Collected data entries -
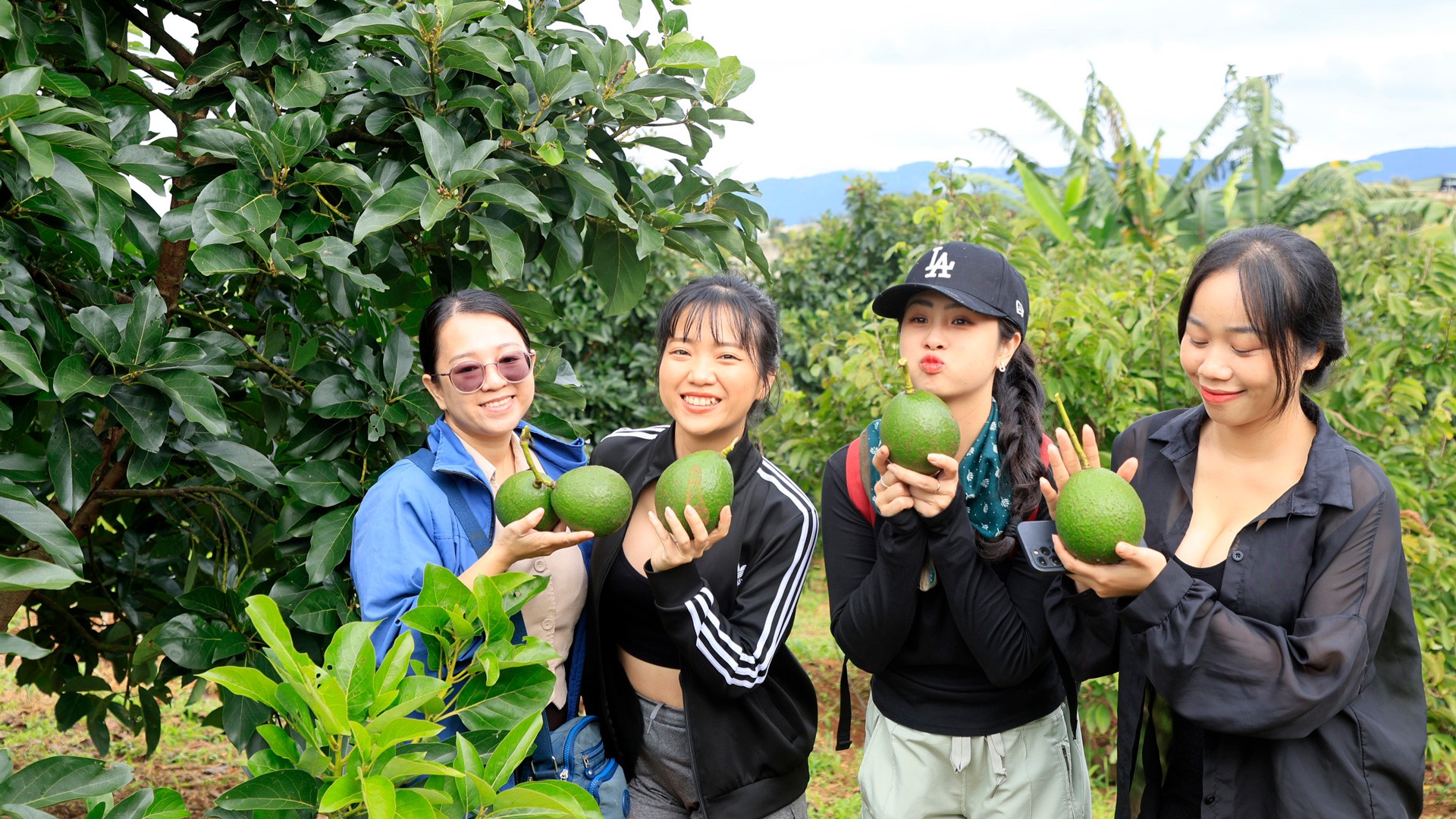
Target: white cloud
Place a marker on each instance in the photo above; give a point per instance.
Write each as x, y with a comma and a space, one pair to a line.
878, 85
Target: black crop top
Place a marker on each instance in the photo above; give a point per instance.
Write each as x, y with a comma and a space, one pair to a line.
629, 617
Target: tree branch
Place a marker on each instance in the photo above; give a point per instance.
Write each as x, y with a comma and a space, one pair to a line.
356, 134
80, 629
185, 491
120, 52
155, 31
271, 366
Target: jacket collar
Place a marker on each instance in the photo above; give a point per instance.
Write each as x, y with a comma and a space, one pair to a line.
743, 460
452, 455
1327, 472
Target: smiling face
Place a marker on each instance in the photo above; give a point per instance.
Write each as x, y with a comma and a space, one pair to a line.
1225, 357
952, 350
710, 385
498, 406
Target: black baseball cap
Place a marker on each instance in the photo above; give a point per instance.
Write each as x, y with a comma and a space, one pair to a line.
970, 276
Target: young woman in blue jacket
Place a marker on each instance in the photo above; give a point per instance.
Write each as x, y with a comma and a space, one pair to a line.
478, 365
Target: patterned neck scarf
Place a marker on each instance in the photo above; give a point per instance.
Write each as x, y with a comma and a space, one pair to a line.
987, 503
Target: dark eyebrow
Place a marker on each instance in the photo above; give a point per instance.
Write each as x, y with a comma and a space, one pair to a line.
1231, 330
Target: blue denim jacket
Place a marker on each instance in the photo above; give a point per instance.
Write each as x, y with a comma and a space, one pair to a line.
405, 522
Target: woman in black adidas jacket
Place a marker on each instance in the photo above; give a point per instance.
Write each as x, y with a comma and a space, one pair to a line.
704, 706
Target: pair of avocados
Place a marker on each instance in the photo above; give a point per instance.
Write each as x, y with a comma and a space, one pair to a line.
1095, 509
595, 499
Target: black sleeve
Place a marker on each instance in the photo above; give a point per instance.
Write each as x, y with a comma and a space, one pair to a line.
1001, 621
871, 573
1085, 626
731, 646
1203, 656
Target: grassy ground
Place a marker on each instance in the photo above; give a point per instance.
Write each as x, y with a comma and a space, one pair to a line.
200, 764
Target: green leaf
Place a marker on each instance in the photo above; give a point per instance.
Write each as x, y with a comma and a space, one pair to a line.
514, 197
194, 394
12, 645
143, 411
316, 483
618, 270
296, 668
41, 525
96, 327
329, 542
1041, 200
507, 254
207, 69
246, 682
340, 397
400, 359
20, 573
196, 643
145, 327
350, 657
278, 790
395, 206
305, 89
61, 779
18, 354
443, 145
232, 460
360, 25
379, 798
73, 455
511, 752
695, 55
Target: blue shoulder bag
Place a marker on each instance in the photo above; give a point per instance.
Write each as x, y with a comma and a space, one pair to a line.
576, 751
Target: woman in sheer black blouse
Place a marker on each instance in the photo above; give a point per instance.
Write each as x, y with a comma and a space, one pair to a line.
1266, 645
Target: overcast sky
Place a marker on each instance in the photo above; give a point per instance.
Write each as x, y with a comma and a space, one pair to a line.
871, 86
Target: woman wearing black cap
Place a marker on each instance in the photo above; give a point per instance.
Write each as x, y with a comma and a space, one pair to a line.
928, 591
1267, 629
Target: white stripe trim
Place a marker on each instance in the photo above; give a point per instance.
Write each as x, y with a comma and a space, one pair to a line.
715, 643
642, 433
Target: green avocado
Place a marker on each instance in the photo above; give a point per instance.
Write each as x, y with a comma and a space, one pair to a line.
1095, 510
918, 425
522, 494
701, 480
593, 499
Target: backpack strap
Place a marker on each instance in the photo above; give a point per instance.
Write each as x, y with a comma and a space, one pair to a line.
856, 477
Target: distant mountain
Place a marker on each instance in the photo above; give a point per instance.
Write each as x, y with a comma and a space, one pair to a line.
807, 199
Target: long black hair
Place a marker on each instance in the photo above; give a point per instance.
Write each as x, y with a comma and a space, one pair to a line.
462, 302
1292, 293
1019, 398
734, 309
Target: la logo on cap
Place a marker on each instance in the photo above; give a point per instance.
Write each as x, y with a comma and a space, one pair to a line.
940, 264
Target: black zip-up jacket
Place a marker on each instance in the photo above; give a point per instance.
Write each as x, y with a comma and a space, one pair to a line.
1304, 670
971, 656
752, 711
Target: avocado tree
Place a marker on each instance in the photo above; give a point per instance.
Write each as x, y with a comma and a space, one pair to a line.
197, 397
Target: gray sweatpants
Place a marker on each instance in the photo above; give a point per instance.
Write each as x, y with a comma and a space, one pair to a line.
1036, 770
664, 786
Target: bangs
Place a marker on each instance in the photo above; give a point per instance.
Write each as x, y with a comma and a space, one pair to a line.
712, 312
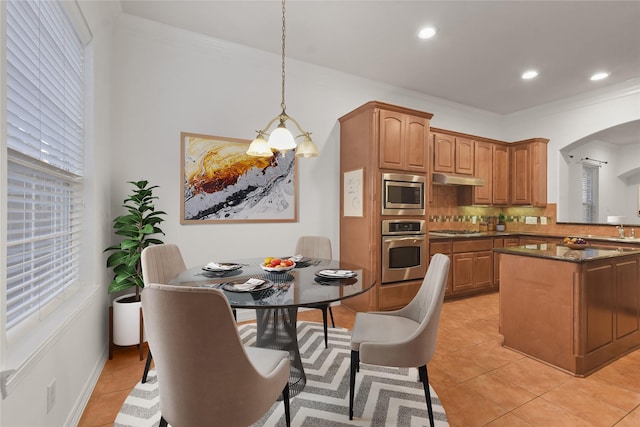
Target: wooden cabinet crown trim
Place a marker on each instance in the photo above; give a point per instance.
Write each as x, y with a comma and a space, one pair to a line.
388, 107
483, 139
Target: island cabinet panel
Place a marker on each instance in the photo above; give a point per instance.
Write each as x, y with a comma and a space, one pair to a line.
627, 298
599, 295
577, 316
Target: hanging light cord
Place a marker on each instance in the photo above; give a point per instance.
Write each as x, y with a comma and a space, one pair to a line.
282, 104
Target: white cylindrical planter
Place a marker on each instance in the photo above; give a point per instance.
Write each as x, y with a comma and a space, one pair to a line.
126, 321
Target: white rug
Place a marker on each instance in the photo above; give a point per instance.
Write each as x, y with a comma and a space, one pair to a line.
384, 396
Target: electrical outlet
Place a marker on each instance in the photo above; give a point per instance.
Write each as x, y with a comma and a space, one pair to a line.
51, 395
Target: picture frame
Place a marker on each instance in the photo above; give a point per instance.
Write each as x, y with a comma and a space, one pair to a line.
223, 184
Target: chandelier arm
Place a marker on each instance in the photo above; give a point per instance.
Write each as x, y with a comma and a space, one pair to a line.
302, 131
266, 128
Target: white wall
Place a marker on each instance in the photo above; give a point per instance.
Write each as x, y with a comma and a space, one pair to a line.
570, 120
153, 82
171, 81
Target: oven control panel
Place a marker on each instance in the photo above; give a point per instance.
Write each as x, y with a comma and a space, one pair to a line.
396, 226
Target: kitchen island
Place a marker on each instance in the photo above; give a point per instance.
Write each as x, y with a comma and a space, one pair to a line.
577, 310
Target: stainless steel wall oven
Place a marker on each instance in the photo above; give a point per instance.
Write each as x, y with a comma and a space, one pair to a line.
404, 250
403, 194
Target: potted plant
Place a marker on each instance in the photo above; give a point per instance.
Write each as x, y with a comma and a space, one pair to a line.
137, 228
501, 222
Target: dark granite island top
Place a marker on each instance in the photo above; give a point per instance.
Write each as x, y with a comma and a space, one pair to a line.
577, 310
560, 252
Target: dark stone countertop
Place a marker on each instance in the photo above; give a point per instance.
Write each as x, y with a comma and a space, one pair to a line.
560, 252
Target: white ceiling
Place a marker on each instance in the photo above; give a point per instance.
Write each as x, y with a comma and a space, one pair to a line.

Task requirements - Reproduce all lines above exactly. Leave the images out.

Exercise answer -
Target: white cloud
Place a marker on each instance in the photo above; give a point per instance.
Write each as x, y with a comma and a space, one pair to a line.
878, 85
Target: black crop top
Place a marker on each instance in the photo above; give a point per instance.
Write each as x, y with a comma and a space, one pair to a line.
629, 617
Target: tree branch
Place a marker on each instance in the photo above; give a point per instance.
Write each as x, y with a comma and a space, one pair to a line.
356, 134
80, 629
185, 491
120, 52
155, 31
271, 366
Target: jacket collar
Place a marker on each instance in the photo above; give a point per instance.
Write each as x, y with a comma and a space, one pair to a line.
743, 460
452, 455
1327, 472
Target: smiling face
Place a marker on each instance in the photo above; give a point per instance.
Write each as x, y with a comma and a space, one pair to a line.
1225, 357
952, 350
710, 385
498, 406
Target: black baseball cap
Place a marker on each instance in the photo above; give a point per instance.
Write each as x, y with a comma and a space, one pair to a line.
970, 276
Target: young woman in blue jacket
Place a marker on each instance in the photo above; give a point per instance.
Write each as x, y with a comma and a space, one pair to a line.
478, 365
Target: patterned neck scarf
Place a marker on each instance in the photo above; give a point per instance.
Write each as x, y with a comma and a space, one pair to a line.
987, 503
Target: dark eyebrow
Place a marker on each instance in the photo above; give a point per instance.
Write each as x, y with a comma and a space, one pair to a line.
1231, 330
Target: blue denim jacket
Place a marker on each instance in the photo above; give a point per instance.
Write each as x, y with a comma and a space, one pair to a line.
405, 522
Target: woman in black adidas jacket
Place a marker on each instance in the photo above; give a point per instance.
Write each as x, y with a comma and a space, one pair to a line.
704, 706
Target: pair of avocados
Place a marker on each instance in the photo above; give a point per instance.
Write each as x, y with a comma and a space, one pair to a line.
1095, 509
595, 499
Target: black sleeve
Place a marker on each instance in the photo above; give a point per instance.
Write each as x, y with a comma and a space, one pair to a line.
1001, 621
871, 573
1085, 626
731, 646
1203, 656
Target: grassy ground
Place a marker on each instance in the photo above; give a point per instance.
Write each as x, y with a comma and a space, one pair to a line.
200, 764
Target: green leaf
Place a marker on each instance in the photo above; give a point per instance.
Write each as x, y with a comma and a space, one pair to a line.
514, 197
194, 394
12, 645
143, 411
316, 483
618, 270
296, 668
41, 525
96, 327
329, 542
1041, 200
507, 254
207, 69
246, 682
340, 397
400, 359
20, 573
196, 643
145, 327
350, 657
278, 790
395, 206
305, 89
61, 779
18, 354
443, 145
232, 460
360, 25
379, 798
73, 455
511, 752
695, 55
Target: blue shoulder bag
Place a marker on each instance in the photo above; give a point per instance.
Write each as x, y with a comma and a space, one pair to a line.
576, 751
Target: woman in sheer black blouse
Place a marker on each instance in the photo above; give a point per instance.
Write each as x, y with a comma and a space, one pair to a line.
1266, 645
Target: overcast sky
Place a marker on each instance in the photo above; give a point per instance.
Write each as x, y with a comma and a space, one pair to a line.
871, 86
Target: woman wearing black cap
Place a marker on each instance in the photo above; give a point per instance.
Write each as x, y with a comma and a space, one pair to a line.
928, 591
1267, 629
Target: white stripe trim
Place a marker on each instance in the photo above; give a point per instance.
Write each as x, y with a comma and a space, one pair to a line.
715, 643
642, 433
Target: green avocado
Place a marker on each instance in the photo above; give a point per instance.
Write each as x, y with a comma and a space, one pair to a line.
1095, 510
918, 425
522, 494
701, 480
593, 499
Target: backpack strap
Place a marker on each instance in the photo above; give a point per instance.
Write each as x, y with a comma and a space, one pair to a line.
856, 477
Target: distant mountain
Place a marker on each instance in the photo above; give a point per instance.
Write each as x, y with a comma and a space, one pair to a line.
807, 199
Target: long black hair
Place a marker on each instance in the photo above; give a point per instance.
Write each as x, y with a comma and a space, one pair to a line.
462, 302
1292, 293
1019, 398
734, 309
Target: la logo on cap
Place a marker on each instance in the photo above; give a point per instance.
Write each as x, y with a comma and a space, one pair to a line.
940, 264
Target: black zip-up jacket
Place a marker on each instance in the photo above; give a point per instance.
Write each as x, y with a comma and a space, one pair to a line.
1304, 670
971, 656
752, 711
Target: avocado tree
Place a marker on each instance in the photo above; give a point per instance.
Write each as x, y with a comma and a space, one pair to a line.
197, 397
Target: gray sweatpants
Place a marker on each instance in the photo above; give a point per instance.
Write each as x, y with a comma and a space, one pair to a line.
1036, 770
664, 786
Target: bangs
Place a marker on each instance in the photo above; give a point per instance.
Write each as x, y with a comma and a space, one pair to a line.
712, 312
Target: wooden cabinet crown trim
Place a marker on each instance in the photo above; give a point per instance.
Write each as x, y with a comma and a space, one pair to a line.
388, 107
483, 139
Target: island cabinet panel
Place a marker on each instance in the photo above; give a point per instance.
Write each as x, y with a comma and a space, one pair to a line.
627, 298
599, 295
577, 316
Target: hanging light cord
Place a marker on each instance in the photo above; give a point per instance.
Write each as x, y with a comma and a space, one pair to a line.
282, 104
Target: white cylindrical planter
Place a marker on each instance in the photo above; give a point per instance.
Write each as x, y with a comma and a space, one pair to a line.
126, 321
Target: white rug
Place a marker on each instance in the photo above; give a point per instance.
Write each as x, y with a comma and a space, one pair to a line.
384, 396
Target: electrical outlet
Place a marker on each instance in the photo above; give a point per instance.
Write each as x, y with a comma and a space, one pair to a line.
51, 395
Target: picture frame
Place a marker on each instance in the photo above; give a point per instance.
Write each as x, y with a comma and a space, one pair to a line.
223, 184
Target: chandelier arm
Place a marker on each instance in the photo above; give a point per instance.
Write each as x, y with a comma and a space, one pair to a line.
302, 131
266, 128
Target: white wall
Place a marker on each instance in the photo above; give a point per instance.
Write each as x, y with a comma and a space, one pair to a line.
570, 120
153, 82
171, 81
Target: oven control panel
Place a marker on each instance in the photo above; give a point per instance.
Write each as x, y with a comma and a space, one pair to a line.
396, 226
Target: kitchen island
Place a marker on each instance in the photo above; give a point per instance.
Write each as x, y with a comma and a space, one pair to a line.
577, 310
Target: stainless steel wall oven
Place a marker on each instance in the photo above; give a point per instance.
Write each as x, y with a comma and a space, one pair to a line.
404, 250
403, 194
Target: potted plant
Place a marker on each instance in the photo above; give a point per instance.
Write each as x, y with a comma and a space, one pair to a line.
137, 228
501, 222
Target: dark granite island top
Place a marker on each instance in the photo above; give a point per instance.
Write each as x, y with a comma and a space, one pair to a line.
577, 310
560, 252
Target: dark stone countertop
Place a marker on each instance in the photo above; give a point per instance.
Write each as x, y with a comma and a space, one pair to a line.
560, 252
Target: white ceiling
Place a marker on each instance in the photo above; give a point per instance.
Write each as x, y with a comma and a space, one pair to a line.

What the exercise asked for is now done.